• **YOUR TASK**
Retrieve every line of the data holding the word "white".

-- SUPPLIED MATERIAL follows --

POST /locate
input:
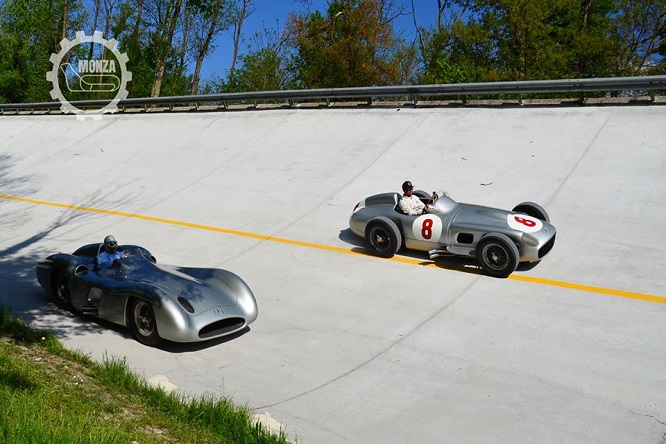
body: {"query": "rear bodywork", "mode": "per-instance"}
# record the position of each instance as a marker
(456, 228)
(190, 304)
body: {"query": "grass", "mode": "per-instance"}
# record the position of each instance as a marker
(51, 395)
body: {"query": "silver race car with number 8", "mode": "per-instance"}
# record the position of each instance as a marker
(498, 239)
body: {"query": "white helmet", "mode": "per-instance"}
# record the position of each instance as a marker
(110, 242)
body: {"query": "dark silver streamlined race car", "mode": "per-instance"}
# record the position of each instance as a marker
(498, 239)
(156, 301)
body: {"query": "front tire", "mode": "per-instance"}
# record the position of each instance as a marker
(60, 290)
(143, 323)
(497, 255)
(383, 237)
(532, 209)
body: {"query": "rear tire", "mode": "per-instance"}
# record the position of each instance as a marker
(497, 255)
(383, 237)
(532, 209)
(143, 323)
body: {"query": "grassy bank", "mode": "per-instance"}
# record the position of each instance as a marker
(51, 395)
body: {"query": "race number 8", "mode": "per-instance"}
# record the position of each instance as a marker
(427, 228)
(526, 222)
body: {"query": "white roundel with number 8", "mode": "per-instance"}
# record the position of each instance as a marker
(524, 223)
(427, 228)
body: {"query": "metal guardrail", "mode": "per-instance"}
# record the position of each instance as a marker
(650, 84)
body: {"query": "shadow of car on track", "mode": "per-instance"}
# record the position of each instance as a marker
(454, 263)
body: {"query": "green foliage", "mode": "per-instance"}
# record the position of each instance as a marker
(353, 45)
(350, 43)
(50, 395)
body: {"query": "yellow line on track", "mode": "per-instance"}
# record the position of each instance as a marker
(534, 280)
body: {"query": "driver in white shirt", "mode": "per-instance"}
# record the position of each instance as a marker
(409, 203)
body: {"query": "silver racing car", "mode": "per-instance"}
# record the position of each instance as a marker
(498, 239)
(156, 301)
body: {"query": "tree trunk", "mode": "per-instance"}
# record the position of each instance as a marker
(164, 50)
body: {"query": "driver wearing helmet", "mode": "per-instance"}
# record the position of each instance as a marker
(410, 204)
(109, 253)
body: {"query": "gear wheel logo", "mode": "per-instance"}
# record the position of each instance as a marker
(93, 76)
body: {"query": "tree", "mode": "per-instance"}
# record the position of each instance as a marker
(265, 67)
(209, 18)
(490, 40)
(639, 33)
(353, 45)
(29, 33)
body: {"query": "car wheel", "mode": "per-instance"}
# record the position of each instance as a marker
(143, 323)
(60, 290)
(383, 237)
(532, 209)
(497, 254)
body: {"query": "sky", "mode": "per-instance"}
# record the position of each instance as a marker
(273, 14)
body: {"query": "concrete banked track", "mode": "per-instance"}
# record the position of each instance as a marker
(348, 347)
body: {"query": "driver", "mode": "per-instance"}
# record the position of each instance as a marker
(409, 203)
(109, 254)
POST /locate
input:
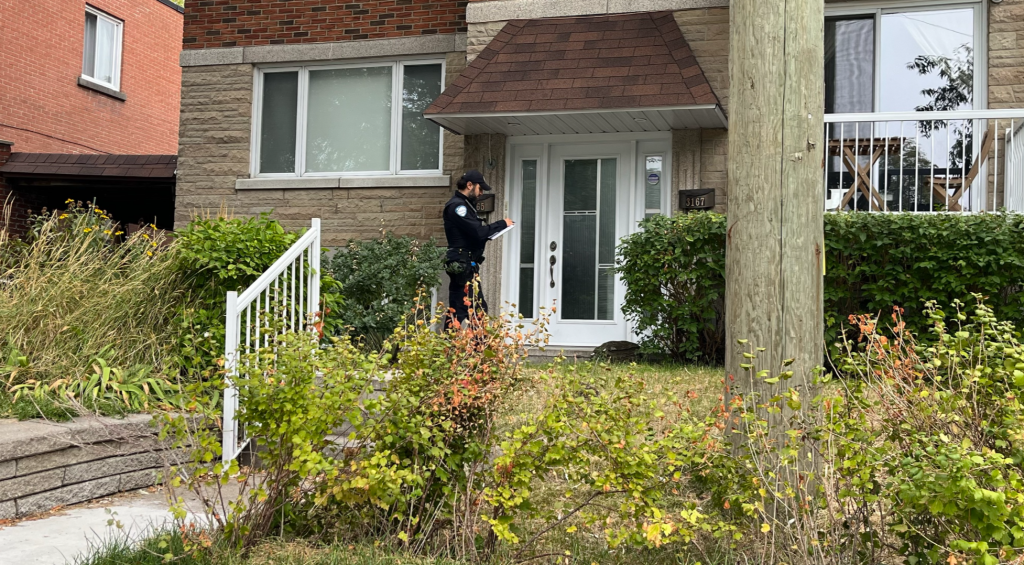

-- SUPPLIED MATERIAL concluded --

• **ANSWER BOX**
body: {"query": "white helmet", "mode": "per-instance"}
body: {"query": "white roundel with number 8", "mode": "per-instance"}
body: {"query": "driver in white shirt", "mode": "per-instance"}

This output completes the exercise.